● SELECTED PASSAGE:

┌──

Domain Expansion: A Latent Space Construction Framework for Multi-Task Learning

Chi-Yao Huang, Khoa Vo, Aayush Verma, Duo Lu, Yezhou Yang
Accepted to ICLR 2026
ICLR ICLR 2026 arXiv Paper GitHub Code

Video

*Video plays automatically (muted).*

Abstract

Training a single network with multiple objectives often leads to conflicting gradients that degrade shared representations, forcing them into a compromised state that is suboptimal for any single task—a problem we term latent representation collapse. We introduce Domain Expansion, a framework that prevents these conflicts by restructuring the latent space itself. Our framework uses a novel orthogonal pooling mechanism to construct a latent space where each objective is assigned to a mutually orthogonal subspace.

We validate our approach across diverse benchmarks—including ShapeNet, MPIIGaze, and Rotated MNIST—on challenging multi-objective problems combining classification with pose and gaze estimation. Our experiments demonstrate that this structure not only prevents collapse but also yields an explicit, interpretable, and compositional latent space where concepts can be directly manipulated.

Problem Statement

Problem statement: latent representation collapse

(a) Latent representation collapse. In standard multi-task learning, competing objectives lead to latent representation collapse, where the solution spaces for different concepts (colored ellipses) overlap in only a small, compromised region.

(b) Domain Expansion. In contrast, our method assigns each concept to an orthogonal basis vector in the latent space, preventing interference and creating a structured, interpretable representation where features for each concept are clearly separated.

Orthogonal Pooling

Domain Expansion main figure

A single latent vector represents multiple concepts through orthogonal projections. (a) An anamorphic object, such as a cylinder, reveals different primitive concepts (a circle vs. a rectangle) when viewed from orthogonal directions.

(a) An anamorphic object, such as a cylinder, reveals different primitive concepts (a circle vs. a rectangle) when viewed from orthogonal directions.

└──

● SET OF TASKS:
a) On the Domain Expansion page, why does the abstract say that shared representations degrade when one network is trained with several objectives? Answer in one to three sentences.
b) Pick up the Domain Expansion page after its final caption and continue it.

● DATASET:

┌──

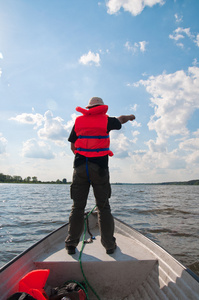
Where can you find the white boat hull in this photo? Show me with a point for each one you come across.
(138, 269)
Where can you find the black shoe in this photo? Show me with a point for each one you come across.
(70, 249)
(111, 251)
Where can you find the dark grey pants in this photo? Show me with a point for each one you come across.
(99, 179)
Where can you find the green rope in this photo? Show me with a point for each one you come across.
(80, 256)
(81, 285)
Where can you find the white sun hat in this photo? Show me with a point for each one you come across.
(94, 101)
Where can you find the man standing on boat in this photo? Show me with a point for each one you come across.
(90, 141)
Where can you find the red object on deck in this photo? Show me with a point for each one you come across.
(33, 284)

└──

● EXPECTED ANSWERS:
a) Multiple objectives produce conflicting gradients, which push the shared representations into a compromised state that is suboptimal for any single task. The authors call this latent representation collapse.

b)
(b) Analogously, our method treats a single latent feature as a rich object that encodes multiple concepts simultaneously. The specific value for each concept is determined by its projection onto a corresponding orthogonal axis in the latent space.

Properties and Operators

Properties and operators in orthogonal latent space

The orthogonal structure of our method is not merely a training aid; it endows the latent space with powerful properties, turning it into an interpretable and compositional concept algebra.

This compositional structure enables controlled edits, disentangled analysis, and more reliable multi-objective behavior.

Property 1: Orthogonality of Target Concepts

Because each projection subspace \( \mathcal{F}^{\text{proj}}_m \) is orthogonal to the others, the target concepts they represent are disentangled in the latent space:

\[ \mathcal{F}^{\text{proj}}_0 \perp \mathcal{F}^{\text{proj}}_1 \perp \cdots \perp \mathcal{F}^{\text{proj}}_{M-1} \implies \mathcal{C}_0 \perp \mathcal{C}_1 \perp \cdots \perp \mathcal{C}_{M-1}. \]

Property 2: Multi-concept Encoding

A single latent feature \( f_i \) simultaneously encodes a full instantiated concept \( c_i \). The feature can be decomposed into orthogonal projections, which are then decoded into their corresponding target instantiated concepts, as illustrated in the figure above:

\[ f_i \xrightarrow{\text{Pooling}} \{f^{\text{proj}, 0}_i, \dots, f^{\text{proj}, M-1}_i\} \xrightarrow{\text{Dec}} \{c^{0}_i, \dots, c^{M-1}_i\} \rightarrow c_i. \]

Conversely, the full latent feature can be reconstructed from its components:

\[ c_i \rightarrow \{c^{0}_i, \dots, c^{M-1}_i\} \xrightarrow{\text{Dec}^{-1}} \{f^{\text{proj}, 0}_i, \dots, f^{\text{proj}, M-1}_i\} \xrightarrow{\text{Reconst}} f_i, \]

where the reconstruction is defined as:

\[ f_i = \mu + \sum_{m=0}^{M-1} f_i^{\text{proj}, m}. \]

Operator 1: Concept-Specific Adjustment (\(\oplus^m\) and \(\ominus^m\))

This operator adjusts an instantiated concept \( c_i \) by applying a change defined by a single target instantiated concept \( c^m_\Delta \in \mathcal{C}_m \). The operation modifies the latent feature \( f_i \) without affecting any other target concepts. We first obtain the latent vector for the change:

\[ f^{\text{proj}, m}_{\Delta} = \text{Dec}^{-1}_m(c^m_{\Delta}). \]

The adjusted latent feature is then given by simple vector addition or subtraction:

\[ f_j = f_i \pm f^{\text{proj}, m}_\Delta. \]

The correspondence between the concept and latent spaces is:

\[ \begin{aligned} c_i \oplus^m c^m_\Delta &\rightarrow \{c^{0}_i, \dots, (c^{m}_i \oplus^m c^{m}_{\Delta}), \dots, c^{M-1}_i\} \\ &\xrightarrow{\text{Dec}^{-1}} \{f^{\text{proj}, 0}_i, \dots, (f^{\text{proj}, m}_i + f^{\text{proj}, m}_\Delta), \dots, f^{\text{proj}, M-1}_i \} \\ &\xrightarrow{\text{Reconst}} f_i + f^{\text{proj}, m}_\Delta. \end{aligned} \]

The derivation for the subtraction operator \( \ominus^{m} \) is analogous.

Operator 2: Concept Composition (\(\oplus\) and \(\ominus\))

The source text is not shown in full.